The Economies of Biden and Trump . . . Similar?

Inherited Economies Biden and Trump, Patreon

by Dean Baker

The most important reversal was in the labor market. More than 19 million people were laid off in the pandemic shutdowns in the spring of 2020. Many quickly came back to work in the summer and fall, but the huge bounce back had stopped by the time Biden took office.

Job growth averaged just 150,000 in the last three months of the Trump administration. In fact, the economy actually lost jobs in December of 2020, so it is clearly wrong to imagine that there was a surge of rehiring at the time Biden took office. Employment was still 9.4 million below its pre-pandemic peak in January of 2021. The unemployment rate stood at 6.4 percent.

Biden’s recovery package quickly turned the economy around. Unemployment was down to 4.0 percent by the end of 2021. Employment levels regained the lost ground by June of 2022. It would have taken more than six years to get back to pre-pandemic employment levels at the rate of job growth in the last three months of the Trump administration.

Saved entries
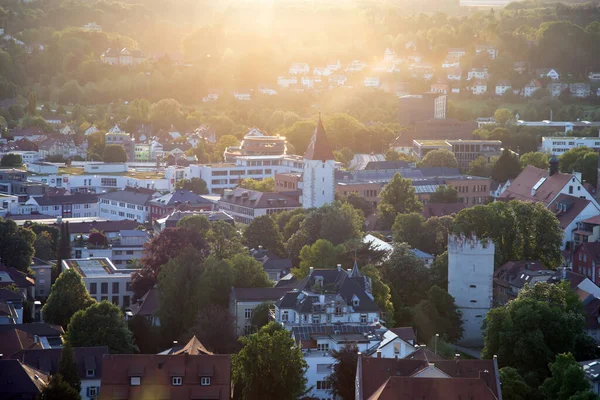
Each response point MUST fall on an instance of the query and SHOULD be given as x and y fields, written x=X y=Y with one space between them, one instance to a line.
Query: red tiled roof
x=521 y=187
x=400 y=387
x=405 y=333
x=319 y=148
x=575 y=206
x=156 y=373
x=375 y=372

(Work request 1):
Using the piece on the economies of Biden and Trump, decide whether each statement agrees with it. Answer yes or no and quote the words from the piece that settle it. (a) More than 19 million people were laid off in the pandemic shutdowns in the spring of 2020. (b) Employment was back at its pre-pandemic level by the end of 2021. (c) The economy gained jobs in December of 2020.
(Work request 2):
According to the piece on the economies of Biden and Trump, what had unemployment fallen to by the end of 2021?
(Work request 3):
Copy out the stretch of the piece on the economies of Biden and Trump from "The Economies of" through "at 6.4 percent.".

(Task result 1):
(a) Yes: "More than 19 million people were laid off in the pandemic shutdowns in the spring of 2020."
(b) No: "Employment levels regained the lost ground by June of 2022."
(c) No: "the economy actually lost jobs in December of 2020"

(Task result 2):
Unemployment was down to 4.0 percent by the end of 2021.

(Task result 3):
The Economies of Biden and Trump . . . Similar?

Inherited Economies Biden and Trump, Patreon

by Dean Baker

The most important reversal was in the labor market. More than 19 million people were laid off in the pandemic shutdowns in the spring of 2020. Many quickly came back to work in the summer and fall, but the huge bounce back had stopped by the time Biden took office.

Job growth averaged just 150,000 in the last three months of the Trump administration. In fact, the economy actually lost jobs in December of 2020, so it is clearly wrong to imagine that there was a surge of rehiring at the time Biden took office. Employment was still 9.4 million below its pre-pandemic peak in January of 2021. The unemployment rate stood at 6.4 percent.